自転車で自分がアルバイトをしていた松竹大船撮影所にいきました。そこには立派なハイパーモダン建築が巨艦のごとくそびえています。「鎌倉女子大学」。松竹は鎌倉シネマパークに失敗し、数々の日本映画名作を生んだ撮影所を売ったのです。 複雑な心境に廃墟の風がふきます。映画人たちが手をあわせた神社はもうありません。自分は「コンチクショウ」とつぶやきました。
世界権力のために設定した小泉・竹中の不良債権ビジネス。世界の舞台市場に受け入れられた土方巽暗黒舞踏の拠点アスベスト館が壊滅します。不良債権を買った外国資本によって売りに出され買われてしまいました。日本国も東京都も無視しました。これが文化立国の淋しい現状です。アスベスト館はこの5月に立ち退くのです。追われ行く明日こそ独自的な文化の未来なのでしょうか・・・
歌舞伎座を経営している松竹もやがて不良債権ビジネスの餌食になるのでしょうか?
相撲協会は大丈夫でしょうか?
この明るい真昼間、そのような妄想が拡張します。
SARSは97年アジア金融市場を創造的破壊した世界権力による新たな仕掛けなのでしょうか?
明日はいつもお世話になっている市民質屋に今月分の利子を納めにいきます。利子を納めないと電話の所有権がとられ、インターネットもできなくなってしまいます。

課題内容. 本文によると、アスベスト館が立ち退くのはいつですか。 資料は参照しなくても差し支えありません。

資料.
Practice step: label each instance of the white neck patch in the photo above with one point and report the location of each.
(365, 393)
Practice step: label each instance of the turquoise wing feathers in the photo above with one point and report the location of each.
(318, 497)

正答. この5月です。